Rewrite the material below with every "Output" changed to "Result", leaving everything else as it is.

═════ Records for the task ═════

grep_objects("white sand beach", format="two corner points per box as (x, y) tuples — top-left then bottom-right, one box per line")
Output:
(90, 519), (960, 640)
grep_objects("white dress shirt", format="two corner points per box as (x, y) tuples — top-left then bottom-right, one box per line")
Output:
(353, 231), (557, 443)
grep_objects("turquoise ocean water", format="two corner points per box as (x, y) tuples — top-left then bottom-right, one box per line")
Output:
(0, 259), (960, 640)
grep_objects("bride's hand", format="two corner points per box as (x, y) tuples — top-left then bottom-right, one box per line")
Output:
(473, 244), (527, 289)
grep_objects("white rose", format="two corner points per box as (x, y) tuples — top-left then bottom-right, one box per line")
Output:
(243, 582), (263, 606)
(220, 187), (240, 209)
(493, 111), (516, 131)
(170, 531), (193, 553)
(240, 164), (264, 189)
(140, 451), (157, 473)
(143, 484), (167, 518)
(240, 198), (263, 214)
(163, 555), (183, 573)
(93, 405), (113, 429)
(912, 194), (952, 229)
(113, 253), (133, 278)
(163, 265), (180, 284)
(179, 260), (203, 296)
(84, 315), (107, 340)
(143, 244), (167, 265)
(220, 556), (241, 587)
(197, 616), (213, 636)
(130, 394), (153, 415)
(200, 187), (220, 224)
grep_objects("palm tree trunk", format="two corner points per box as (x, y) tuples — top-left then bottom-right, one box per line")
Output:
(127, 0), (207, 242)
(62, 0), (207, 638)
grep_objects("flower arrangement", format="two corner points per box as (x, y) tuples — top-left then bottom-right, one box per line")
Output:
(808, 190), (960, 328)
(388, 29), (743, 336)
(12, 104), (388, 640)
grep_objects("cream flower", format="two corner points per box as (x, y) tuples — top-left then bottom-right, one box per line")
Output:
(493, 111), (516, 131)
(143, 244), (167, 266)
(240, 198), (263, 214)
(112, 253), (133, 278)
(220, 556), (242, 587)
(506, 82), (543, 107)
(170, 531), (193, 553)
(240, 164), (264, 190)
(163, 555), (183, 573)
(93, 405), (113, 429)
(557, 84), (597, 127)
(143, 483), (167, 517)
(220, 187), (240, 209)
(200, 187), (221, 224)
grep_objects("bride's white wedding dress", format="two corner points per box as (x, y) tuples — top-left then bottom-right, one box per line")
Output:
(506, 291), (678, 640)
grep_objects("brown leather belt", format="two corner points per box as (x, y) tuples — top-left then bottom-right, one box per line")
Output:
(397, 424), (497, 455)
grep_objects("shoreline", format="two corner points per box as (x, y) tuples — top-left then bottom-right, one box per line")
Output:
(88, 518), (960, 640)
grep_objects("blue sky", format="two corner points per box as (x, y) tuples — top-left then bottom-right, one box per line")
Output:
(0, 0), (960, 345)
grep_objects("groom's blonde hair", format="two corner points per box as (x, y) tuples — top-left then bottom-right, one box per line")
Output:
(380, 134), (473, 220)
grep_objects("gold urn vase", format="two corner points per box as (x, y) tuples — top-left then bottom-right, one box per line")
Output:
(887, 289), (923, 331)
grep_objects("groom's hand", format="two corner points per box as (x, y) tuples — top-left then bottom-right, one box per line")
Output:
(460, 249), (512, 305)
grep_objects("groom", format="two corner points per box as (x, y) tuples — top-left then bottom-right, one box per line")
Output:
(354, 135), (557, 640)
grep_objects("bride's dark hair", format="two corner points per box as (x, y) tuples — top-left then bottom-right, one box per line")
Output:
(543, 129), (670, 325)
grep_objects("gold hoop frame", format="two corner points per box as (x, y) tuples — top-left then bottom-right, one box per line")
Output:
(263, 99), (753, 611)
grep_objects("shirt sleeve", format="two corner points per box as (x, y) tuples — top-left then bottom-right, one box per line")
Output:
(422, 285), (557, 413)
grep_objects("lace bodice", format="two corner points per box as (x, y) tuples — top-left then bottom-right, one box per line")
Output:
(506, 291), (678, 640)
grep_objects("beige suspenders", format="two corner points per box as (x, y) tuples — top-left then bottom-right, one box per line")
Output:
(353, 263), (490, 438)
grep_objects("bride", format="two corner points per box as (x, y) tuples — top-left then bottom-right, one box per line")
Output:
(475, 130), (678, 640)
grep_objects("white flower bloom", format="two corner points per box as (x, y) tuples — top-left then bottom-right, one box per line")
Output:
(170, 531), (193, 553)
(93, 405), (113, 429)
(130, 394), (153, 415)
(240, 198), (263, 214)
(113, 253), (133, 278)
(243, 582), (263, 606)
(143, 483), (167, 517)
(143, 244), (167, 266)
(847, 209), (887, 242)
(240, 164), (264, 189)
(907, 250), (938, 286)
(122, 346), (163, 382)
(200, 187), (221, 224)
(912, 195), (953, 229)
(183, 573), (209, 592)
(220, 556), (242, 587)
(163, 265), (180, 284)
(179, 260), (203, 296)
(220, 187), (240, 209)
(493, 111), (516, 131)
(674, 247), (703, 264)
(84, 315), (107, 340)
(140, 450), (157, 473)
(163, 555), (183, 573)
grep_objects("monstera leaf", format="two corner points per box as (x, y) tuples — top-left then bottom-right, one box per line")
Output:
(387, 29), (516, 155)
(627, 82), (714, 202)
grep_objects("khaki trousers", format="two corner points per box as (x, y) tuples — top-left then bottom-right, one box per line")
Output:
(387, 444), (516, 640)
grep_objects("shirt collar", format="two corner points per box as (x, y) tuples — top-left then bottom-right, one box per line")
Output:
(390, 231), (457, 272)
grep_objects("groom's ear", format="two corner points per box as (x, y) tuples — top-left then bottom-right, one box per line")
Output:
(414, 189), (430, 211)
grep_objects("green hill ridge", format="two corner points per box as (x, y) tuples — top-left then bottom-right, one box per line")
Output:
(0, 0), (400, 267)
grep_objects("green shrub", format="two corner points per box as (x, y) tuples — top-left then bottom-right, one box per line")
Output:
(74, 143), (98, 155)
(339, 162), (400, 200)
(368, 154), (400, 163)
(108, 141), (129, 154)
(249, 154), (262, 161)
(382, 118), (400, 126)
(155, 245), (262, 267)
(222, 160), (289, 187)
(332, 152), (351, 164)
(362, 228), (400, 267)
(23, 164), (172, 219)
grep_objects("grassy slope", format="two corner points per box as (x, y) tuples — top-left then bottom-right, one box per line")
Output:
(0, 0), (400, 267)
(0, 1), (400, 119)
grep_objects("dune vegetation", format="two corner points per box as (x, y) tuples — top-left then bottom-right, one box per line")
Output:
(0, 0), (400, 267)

═════

- _Answer to the task_:
grep_objects("white sand beach", format="two corner points per box as (x, y) tuples — top-left then bottom-right, one box per line")
Result:
(90, 519), (960, 640)
grep_objects("white dress shirt", format="two corner points per box as (x, y) tuples — top-left then bottom-right, one box per line")
Result:
(353, 231), (557, 443)
grep_objects("turquoise ocean water", format="two corner points per box as (x, y) tuples — top-left then bottom-right, one box per line")
Result:
(0, 259), (960, 640)
grep_objects("bride's hand", format="two corner points per box as (x, y) tuples — top-left then bottom-right, one box per line")
Result:
(473, 244), (527, 289)
grep_objects("white rose", format="two corner points per box as (x, y) tuples — top-left then bottom-right, one box per line")
Result:
(243, 582), (263, 606)
(220, 187), (240, 209)
(493, 111), (516, 131)
(170, 531), (193, 553)
(240, 164), (264, 189)
(140, 451), (157, 473)
(143, 484), (167, 518)
(240, 198), (263, 214)
(163, 555), (183, 573)
(93, 405), (113, 429)
(912, 194), (952, 229)
(113, 253), (133, 278)
(163, 265), (180, 284)
(179, 260), (203, 296)
(84, 315), (107, 340)
(143, 244), (167, 265)
(220, 556), (241, 587)
(197, 616), (213, 636)
(130, 394), (153, 415)
(200, 187), (220, 224)
grep_objects("palm tree trunk", format="two corner points per box as (x, y) tuples — top-left then bottom-right, one box per line")
Result:
(127, 0), (207, 242)
(62, 0), (207, 638)
grep_objects("flower arrangement", format="two corner points per box as (x, y) tuples — top-left then bottom-right, one box per line")
Result:
(808, 190), (960, 328)
(388, 29), (743, 336)
(12, 104), (388, 640)
grep_objects("cream flower", format="two corner points per box as (x, y) tuples — top-left then bottom-right, one box per line")
Result:
(493, 111), (516, 131)
(143, 244), (167, 266)
(240, 198), (263, 214)
(112, 253), (133, 278)
(220, 556), (242, 587)
(506, 82), (543, 107)
(170, 531), (193, 553)
(240, 164), (264, 190)
(163, 555), (183, 573)
(93, 405), (113, 429)
(557, 84), (597, 127)
(143, 483), (167, 517)
(220, 187), (240, 209)
(200, 187), (221, 224)
grep_objects("bride's white wedding dress", format="two corner points per box as (x, y) tuples — top-left then bottom-right, one box per line")
Result:
(506, 291), (678, 640)
grep_objects("brown leather belt", format="two corner points per box as (x, y) tuples — top-left then bottom-right, one box per line")
Result:
(397, 424), (497, 455)
grep_objects("shoreline", format="two corner points per box as (x, y) tuples — top-left then bottom-right, one box per line")
Result:
(88, 518), (960, 640)
grep_objects("blue sky", format="two corner points per box as (x, y) tuples — top-left then bottom-right, one box per line")
Result:
(0, 0), (960, 345)
grep_objects("groom's blonde hair", format="two corner points per box as (x, y) tuples — top-left then bottom-right, one box per line")
Result:
(380, 134), (473, 220)
grep_objects("gold urn vase", format="two corner points per box as (x, y) tuples — top-left then bottom-right, one box per line")
Result:
(887, 289), (923, 331)
grep_objects("groom's hand", format="two corner points per box as (x, y) tuples — top-left then bottom-right, one box per line")
Result:
(460, 249), (512, 305)
grep_objects("groom", format="two corner points per box as (x, y) tuples — top-left then bottom-right, one box per line")
Result:
(354, 135), (557, 640)
grep_objects("bride's dark hair", format="two corner points per box as (x, y) tuples — top-left then bottom-right, one box per line")
Result:
(543, 129), (670, 325)
grep_objects("gold hoop frame", format="two corner points per box as (x, y) tuples — top-left then bottom-right, one box per line")
Result:
(263, 99), (753, 611)
grep_objects("shirt sleeve", format="two corner points per box as (x, y) tuples — top-left then bottom-right, one box per line")
Result:
(422, 285), (557, 413)
grep_objects("lace bodice", format="two corner points per box as (x, y) tuples — top-left then bottom-right, one box per line")
Result:
(506, 291), (678, 640)
grep_objects("beige suspenders", format="two corner points per box as (x, y) tuples — top-left then bottom-right, one box per line")
Result:
(353, 263), (490, 438)
grep_objects("bride", format="two corner points per box as (x, y) tuples — top-left then bottom-right, one box per line")
Result:
(475, 130), (678, 640)
grep_objects("white flower bloom", format="two corner points per box as (x, y) tuples — top-left then bottom-right, one box per line")
Result:
(170, 531), (193, 553)
(93, 405), (113, 429)
(130, 394), (153, 415)
(240, 198), (263, 214)
(113, 253), (133, 278)
(243, 582), (263, 606)
(143, 483), (167, 517)
(143, 244), (167, 266)
(847, 209), (887, 242)
(240, 164), (264, 189)
(907, 250), (938, 286)
(122, 346), (163, 382)
(200, 187), (221, 224)
(912, 195), (953, 229)
(183, 573), (209, 592)
(220, 556), (242, 587)
(163, 265), (180, 284)
(179, 260), (203, 296)
(220, 187), (240, 209)
(493, 111), (516, 131)
(674, 247), (703, 264)
(84, 315), (107, 340)
(140, 450), (157, 473)
(163, 555), (183, 573)
grep_objects("monstera leaf", format="two corner points per box as (x, y) tuples — top-left then bottom-right, one box per line")
Result:
(387, 29), (516, 155)
(627, 82), (714, 202)
grep_objects("khaki trousers", format="two corner points per box as (x, y) tuples — top-left then bottom-right, one box per line")
Result:
(387, 444), (516, 640)
grep_objects("shirt collar", format="two corner points per box as (x, y) tuples — top-left then bottom-right, one box per line")
Result:
(390, 231), (457, 272)
grep_objects("groom's ear", format="two corner points per box as (x, y) tuples — top-left then bottom-right, one box per line")
Result:
(414, 189), (430, 211)
grep_objects("green hill ridge", format="two corner points per box as (x, y) tuples — top-left then bottom-right, one box per line")
Result:
(0, 0), (400, 267)
grep_objects("green shrub", format="two corner points per box as (x, y) tuples — top-left then bottom-right, one box per line")
Result:
(74, 143), (98, 155)
(339, 162), (400, 200)
(368, 154), (400, 163)
(108, 141), (129, 154)
(249, 154), (262, 161)
(382, 118), (400, 126)
(155, 245), (262, 267)
(222, 160), (289, 187)
(332, 152), (351, 164)
(362, 228), (400, 267)
(23, 164), (172, 219)
grep_objects("grassy slope", format="two corner points per box as (x, y) tuples — top-left then bottom-right, one box per line")
Result:
(0, 0), (400, 267)
(0, 1), (400, 119)
grep_objects("dune vegetation", format="two corner points per box as (x, y) tuples — top-left then bottom-right, one box per line")
Result:
(0, 0), (400, 267)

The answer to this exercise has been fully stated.